WHAT YOU SHOULD DO: Give back, exactly and with nothing added, the lines that run from the one containing "One point for each instance of the halter, each" to the final line below.

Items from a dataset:
--- START ---

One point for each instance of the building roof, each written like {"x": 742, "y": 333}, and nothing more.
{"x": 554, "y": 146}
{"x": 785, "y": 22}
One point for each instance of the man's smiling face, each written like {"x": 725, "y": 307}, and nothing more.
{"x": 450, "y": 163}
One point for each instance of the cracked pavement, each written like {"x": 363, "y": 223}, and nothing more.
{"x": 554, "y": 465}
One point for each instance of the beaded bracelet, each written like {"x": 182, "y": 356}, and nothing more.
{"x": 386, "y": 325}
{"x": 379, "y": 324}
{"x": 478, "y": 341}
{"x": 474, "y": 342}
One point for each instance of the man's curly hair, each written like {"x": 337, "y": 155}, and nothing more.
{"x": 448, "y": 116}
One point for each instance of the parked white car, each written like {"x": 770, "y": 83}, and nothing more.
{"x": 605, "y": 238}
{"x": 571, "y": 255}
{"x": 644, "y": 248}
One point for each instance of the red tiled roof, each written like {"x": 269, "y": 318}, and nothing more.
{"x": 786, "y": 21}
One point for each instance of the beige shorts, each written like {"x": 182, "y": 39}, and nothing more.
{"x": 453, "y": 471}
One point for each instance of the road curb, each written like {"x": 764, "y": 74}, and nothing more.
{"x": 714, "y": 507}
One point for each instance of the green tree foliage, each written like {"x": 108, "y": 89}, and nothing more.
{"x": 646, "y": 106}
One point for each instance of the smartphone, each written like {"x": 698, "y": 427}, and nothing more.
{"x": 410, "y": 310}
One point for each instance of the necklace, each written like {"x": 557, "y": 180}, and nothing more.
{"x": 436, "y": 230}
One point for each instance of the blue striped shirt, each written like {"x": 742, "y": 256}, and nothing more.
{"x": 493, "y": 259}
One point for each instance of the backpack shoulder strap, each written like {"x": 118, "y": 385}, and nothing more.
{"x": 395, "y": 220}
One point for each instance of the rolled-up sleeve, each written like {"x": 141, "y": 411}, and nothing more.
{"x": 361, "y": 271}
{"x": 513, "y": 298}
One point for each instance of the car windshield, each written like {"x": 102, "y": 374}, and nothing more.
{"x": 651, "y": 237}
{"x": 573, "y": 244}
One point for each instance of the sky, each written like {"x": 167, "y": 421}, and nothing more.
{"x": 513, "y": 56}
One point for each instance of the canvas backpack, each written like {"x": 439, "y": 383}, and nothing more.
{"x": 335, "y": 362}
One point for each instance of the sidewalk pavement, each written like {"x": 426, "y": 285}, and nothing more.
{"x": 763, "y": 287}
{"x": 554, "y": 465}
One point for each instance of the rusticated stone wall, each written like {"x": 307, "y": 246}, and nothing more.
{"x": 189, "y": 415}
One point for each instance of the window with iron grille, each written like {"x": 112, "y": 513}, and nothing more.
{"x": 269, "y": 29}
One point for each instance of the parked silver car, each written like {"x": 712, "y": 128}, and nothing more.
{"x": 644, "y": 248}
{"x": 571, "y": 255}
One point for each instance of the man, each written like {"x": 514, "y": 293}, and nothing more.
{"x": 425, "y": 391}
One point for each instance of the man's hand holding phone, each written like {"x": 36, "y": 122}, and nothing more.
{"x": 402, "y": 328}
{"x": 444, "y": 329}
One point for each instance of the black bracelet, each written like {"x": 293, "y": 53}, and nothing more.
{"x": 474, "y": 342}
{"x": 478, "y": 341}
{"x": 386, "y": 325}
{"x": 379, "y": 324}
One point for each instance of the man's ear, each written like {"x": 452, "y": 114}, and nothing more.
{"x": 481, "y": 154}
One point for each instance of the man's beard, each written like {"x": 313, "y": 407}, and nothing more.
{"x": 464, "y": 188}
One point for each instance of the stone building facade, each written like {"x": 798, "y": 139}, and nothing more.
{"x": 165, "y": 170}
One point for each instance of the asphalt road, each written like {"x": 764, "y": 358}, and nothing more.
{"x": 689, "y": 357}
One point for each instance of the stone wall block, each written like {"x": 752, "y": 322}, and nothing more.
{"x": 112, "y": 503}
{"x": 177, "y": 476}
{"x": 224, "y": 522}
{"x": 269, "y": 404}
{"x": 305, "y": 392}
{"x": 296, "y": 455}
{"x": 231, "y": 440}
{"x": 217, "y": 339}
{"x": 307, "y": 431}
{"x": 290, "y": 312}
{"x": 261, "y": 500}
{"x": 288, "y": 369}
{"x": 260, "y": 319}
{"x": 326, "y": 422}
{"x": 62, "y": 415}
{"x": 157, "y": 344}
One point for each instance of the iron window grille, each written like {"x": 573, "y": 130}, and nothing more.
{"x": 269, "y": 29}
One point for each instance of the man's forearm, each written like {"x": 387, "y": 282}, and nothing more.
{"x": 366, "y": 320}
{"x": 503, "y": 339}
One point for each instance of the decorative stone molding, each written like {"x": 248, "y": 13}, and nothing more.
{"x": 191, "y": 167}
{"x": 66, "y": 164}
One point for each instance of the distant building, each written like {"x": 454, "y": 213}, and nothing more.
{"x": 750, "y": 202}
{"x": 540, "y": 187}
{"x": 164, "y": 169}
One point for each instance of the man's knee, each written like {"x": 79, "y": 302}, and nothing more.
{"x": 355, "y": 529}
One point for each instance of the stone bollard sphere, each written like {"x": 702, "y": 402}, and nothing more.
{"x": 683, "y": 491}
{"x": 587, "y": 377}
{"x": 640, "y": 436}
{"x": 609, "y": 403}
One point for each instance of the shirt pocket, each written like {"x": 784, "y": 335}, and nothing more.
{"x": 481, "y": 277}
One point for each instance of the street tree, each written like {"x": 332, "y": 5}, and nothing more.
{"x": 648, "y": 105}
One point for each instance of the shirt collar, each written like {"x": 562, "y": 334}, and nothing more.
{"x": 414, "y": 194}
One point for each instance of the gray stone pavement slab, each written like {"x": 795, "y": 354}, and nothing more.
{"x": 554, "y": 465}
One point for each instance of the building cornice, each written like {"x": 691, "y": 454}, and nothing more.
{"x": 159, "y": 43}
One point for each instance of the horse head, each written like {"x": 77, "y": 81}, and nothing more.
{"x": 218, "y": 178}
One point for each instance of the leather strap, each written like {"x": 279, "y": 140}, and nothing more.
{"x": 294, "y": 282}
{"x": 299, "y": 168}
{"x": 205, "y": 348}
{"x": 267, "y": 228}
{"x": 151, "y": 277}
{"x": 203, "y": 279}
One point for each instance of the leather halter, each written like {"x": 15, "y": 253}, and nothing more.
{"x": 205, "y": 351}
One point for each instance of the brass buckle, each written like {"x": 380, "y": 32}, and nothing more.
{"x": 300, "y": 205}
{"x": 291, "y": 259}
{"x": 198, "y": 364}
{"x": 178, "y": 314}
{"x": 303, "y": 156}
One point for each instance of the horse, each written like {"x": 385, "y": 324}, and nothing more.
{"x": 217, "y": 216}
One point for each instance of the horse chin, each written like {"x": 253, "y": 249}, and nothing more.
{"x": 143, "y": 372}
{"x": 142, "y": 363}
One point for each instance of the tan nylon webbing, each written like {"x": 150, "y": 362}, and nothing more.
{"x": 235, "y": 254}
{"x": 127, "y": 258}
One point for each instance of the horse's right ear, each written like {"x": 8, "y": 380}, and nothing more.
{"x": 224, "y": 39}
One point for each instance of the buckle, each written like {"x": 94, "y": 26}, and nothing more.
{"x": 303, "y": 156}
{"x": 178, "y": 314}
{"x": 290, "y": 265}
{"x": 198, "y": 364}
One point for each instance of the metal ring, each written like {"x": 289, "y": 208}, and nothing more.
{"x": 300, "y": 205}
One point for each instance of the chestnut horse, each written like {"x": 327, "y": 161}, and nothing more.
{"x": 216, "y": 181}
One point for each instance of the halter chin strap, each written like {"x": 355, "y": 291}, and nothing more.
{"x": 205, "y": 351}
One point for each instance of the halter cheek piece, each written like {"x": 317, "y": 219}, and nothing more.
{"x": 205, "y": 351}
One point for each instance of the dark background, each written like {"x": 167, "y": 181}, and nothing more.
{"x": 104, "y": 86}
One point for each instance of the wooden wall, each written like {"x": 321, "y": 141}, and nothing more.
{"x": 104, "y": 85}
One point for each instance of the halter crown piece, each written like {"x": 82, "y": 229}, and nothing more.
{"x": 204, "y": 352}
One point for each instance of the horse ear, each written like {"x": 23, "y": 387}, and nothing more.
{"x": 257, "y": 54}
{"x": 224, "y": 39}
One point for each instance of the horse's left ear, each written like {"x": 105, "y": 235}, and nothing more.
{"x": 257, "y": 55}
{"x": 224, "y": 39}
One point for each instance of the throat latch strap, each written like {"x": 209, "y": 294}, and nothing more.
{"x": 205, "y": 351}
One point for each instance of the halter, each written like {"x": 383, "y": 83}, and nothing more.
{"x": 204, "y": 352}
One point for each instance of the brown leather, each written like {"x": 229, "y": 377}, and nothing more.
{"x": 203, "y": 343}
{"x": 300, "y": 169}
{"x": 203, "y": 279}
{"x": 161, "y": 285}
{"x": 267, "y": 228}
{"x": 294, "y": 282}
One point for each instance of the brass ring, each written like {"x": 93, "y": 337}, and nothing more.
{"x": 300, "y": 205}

--- END ---

RESULT OF THE TASK:
One point for each instance of the halter, each written like {"x": 383, "y": 83}, and nothing more.
{"x": 204, "y": 352}
One point for each instance of the brown leather, each written like {"x": 229, "y": 377}, and nothing more.
{"x": 203, "y": 343}
{"x": 300, "y": 169}
{"x": 203, "y": 279}
{"x": 161, "y": 285}
{"x": 267, "y": 228}
{"x": 294, "y": 282}
One point for each instance of the brass ring, each written like {"x": 93, "y": 337}, and nothing more.
{"x": 300, "y": 205}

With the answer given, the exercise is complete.